**PASSAGE PROVIDED:**
__________

As my failure fully to revive that wisp of ancient history sank in, I developed an obsession with Rumi olive trees, so firmly rooted, generously predisposed and wisely accepting of history’s perturbing turns and twists. Something about those trees evokes in my heart fond memories of my early childhood, days when we lived and labored in our olive orchards. I had to have one in my front yard. Every hike I took in the Galilee wound up being a hunt for the perfect Rumi tree. I saw thousands but each had something missing: some were not majestic enough in shape, squatty or too tall; the trunk of others was hollowed out to a mere thin shell that would not stand the physical injury of the transplanting process; and still others were not old enough. Last year, when a neighbor decided to pull out half a dozen old olive trees to empty the land for construction, I accepted his offer of one tree as a present. It was not exactly what I wanted but, then again, it was free of charge and I would be saving another venerable eyewitness to the history of our village. Even if its trunk was not carved that beautifully by the exigencies of history and natural phenomena, it still was of an age and height that compared favorably, for example, with those venerated olives in the Garden of Gethsemane. But alas, in the process of moving it, the trunk was damaged and I was left dreaming of my perfect olive tree again.
Then one weekend I accepted the offer of a friend to drive to his own olive grove in Wadi Salameh. He owed me a favor and had heard of my Rumi olive prospecting. We saw several worthy a’amouds that he or one of his relatives owned, but none fit the picture I had in my mind, my imagined tree occupying the space in my redesigned garden, a tree whose mere sight would inspire visitors and passers-by to reconnect instantaneously to our ancient roots in this historic land.

__________

**WHAT TO WORK ON:**
a: Using the olive tree passage, say whether each statement agrees with it. Answer yes or no, and quote the words that decide it. (i) The neighbor sold the writer one of the old olive trees. (ii) The tree from the neighbor had its trunk damaged during the move. (iii) The friend's olive grove is in Wadi Salameh.
b: Print the lines of the entries below, starting with the line that contains "Check that each instance of the rear" and continuing through the end of the entries.

__________

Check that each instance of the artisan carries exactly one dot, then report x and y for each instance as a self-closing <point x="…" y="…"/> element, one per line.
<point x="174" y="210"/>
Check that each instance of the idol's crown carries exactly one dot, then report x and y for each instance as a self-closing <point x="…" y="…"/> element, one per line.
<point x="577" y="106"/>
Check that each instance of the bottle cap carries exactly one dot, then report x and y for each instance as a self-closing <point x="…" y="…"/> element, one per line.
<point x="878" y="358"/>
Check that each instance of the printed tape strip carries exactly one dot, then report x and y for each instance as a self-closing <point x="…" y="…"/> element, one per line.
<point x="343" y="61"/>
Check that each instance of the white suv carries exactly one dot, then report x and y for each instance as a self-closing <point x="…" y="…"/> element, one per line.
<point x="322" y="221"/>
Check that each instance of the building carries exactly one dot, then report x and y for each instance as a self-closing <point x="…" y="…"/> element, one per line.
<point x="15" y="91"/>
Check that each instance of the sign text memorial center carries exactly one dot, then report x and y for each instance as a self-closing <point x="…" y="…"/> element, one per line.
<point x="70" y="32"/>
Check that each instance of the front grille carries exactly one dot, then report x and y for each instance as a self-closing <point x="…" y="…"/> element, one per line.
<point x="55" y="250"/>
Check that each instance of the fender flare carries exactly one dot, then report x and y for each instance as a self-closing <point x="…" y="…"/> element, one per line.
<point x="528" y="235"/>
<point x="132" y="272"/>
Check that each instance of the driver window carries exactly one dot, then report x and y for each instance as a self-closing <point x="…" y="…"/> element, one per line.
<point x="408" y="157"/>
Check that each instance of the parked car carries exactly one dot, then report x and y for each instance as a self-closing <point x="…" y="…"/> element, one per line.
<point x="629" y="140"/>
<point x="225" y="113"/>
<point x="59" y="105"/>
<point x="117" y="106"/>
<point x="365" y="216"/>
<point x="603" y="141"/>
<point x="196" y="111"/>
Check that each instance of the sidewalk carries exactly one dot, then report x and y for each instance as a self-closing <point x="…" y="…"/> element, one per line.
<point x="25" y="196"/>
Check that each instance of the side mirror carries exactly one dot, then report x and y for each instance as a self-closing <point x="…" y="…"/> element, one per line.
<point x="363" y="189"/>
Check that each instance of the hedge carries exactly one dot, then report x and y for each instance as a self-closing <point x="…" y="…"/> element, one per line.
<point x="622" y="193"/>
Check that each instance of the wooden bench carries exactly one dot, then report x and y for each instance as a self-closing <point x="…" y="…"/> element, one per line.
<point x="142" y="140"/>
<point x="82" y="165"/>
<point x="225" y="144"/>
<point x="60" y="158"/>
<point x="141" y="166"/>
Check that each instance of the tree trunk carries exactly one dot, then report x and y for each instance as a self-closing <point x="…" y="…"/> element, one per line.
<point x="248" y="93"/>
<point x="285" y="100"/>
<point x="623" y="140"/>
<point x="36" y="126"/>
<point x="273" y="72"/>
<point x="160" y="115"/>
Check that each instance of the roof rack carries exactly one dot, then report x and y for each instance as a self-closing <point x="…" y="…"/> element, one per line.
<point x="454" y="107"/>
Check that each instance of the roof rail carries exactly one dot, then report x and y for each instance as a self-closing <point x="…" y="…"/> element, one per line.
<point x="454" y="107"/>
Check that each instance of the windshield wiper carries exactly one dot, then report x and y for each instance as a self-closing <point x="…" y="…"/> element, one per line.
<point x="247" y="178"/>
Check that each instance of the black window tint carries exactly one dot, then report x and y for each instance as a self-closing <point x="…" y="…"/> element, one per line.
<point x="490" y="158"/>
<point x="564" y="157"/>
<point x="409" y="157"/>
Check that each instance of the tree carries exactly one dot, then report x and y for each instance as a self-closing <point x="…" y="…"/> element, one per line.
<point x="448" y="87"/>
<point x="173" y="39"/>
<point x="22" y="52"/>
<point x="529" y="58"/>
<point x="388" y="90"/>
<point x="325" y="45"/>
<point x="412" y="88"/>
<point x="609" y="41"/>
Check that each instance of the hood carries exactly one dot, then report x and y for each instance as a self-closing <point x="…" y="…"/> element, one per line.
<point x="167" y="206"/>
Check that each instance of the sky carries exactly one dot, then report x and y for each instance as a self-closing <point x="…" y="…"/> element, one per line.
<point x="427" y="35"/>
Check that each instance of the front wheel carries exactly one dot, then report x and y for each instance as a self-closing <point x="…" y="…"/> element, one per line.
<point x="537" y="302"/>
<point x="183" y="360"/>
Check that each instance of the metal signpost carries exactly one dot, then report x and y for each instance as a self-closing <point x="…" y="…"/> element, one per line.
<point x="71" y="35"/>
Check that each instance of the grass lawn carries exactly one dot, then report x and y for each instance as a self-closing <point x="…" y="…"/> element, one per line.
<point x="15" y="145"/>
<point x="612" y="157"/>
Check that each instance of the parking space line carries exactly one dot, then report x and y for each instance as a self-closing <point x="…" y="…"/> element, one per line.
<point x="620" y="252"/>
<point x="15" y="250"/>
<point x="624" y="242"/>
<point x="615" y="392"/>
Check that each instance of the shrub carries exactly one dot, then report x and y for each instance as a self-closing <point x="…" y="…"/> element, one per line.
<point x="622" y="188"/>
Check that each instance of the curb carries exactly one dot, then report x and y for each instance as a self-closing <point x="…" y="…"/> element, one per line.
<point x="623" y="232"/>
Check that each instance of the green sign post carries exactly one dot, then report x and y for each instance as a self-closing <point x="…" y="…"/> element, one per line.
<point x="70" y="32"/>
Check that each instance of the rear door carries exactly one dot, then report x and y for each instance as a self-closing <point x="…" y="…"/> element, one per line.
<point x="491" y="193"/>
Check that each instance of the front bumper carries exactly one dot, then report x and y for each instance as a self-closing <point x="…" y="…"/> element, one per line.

__________

**RESPONSES TO THE TASKS:**
a:
(i) No: "I accepted his offer of one tree as a present."
(ii) Yes: "in the process of moving it, the trunk was damaged"
(iii) Yes: "to drive to his own olive grove in Wadi Salameh"

b:
Check that each instance of the rear door carries exactly one dot, then report x and y for each instance as a self-closing <point x="…" y="…"/> element, one per line.
<point x="491" y="193"/>
Check that each instance of the front bumper carries exactly one dot, then report x and y for each instance as a self-closing <point x="…" y="…"/> element, one per line.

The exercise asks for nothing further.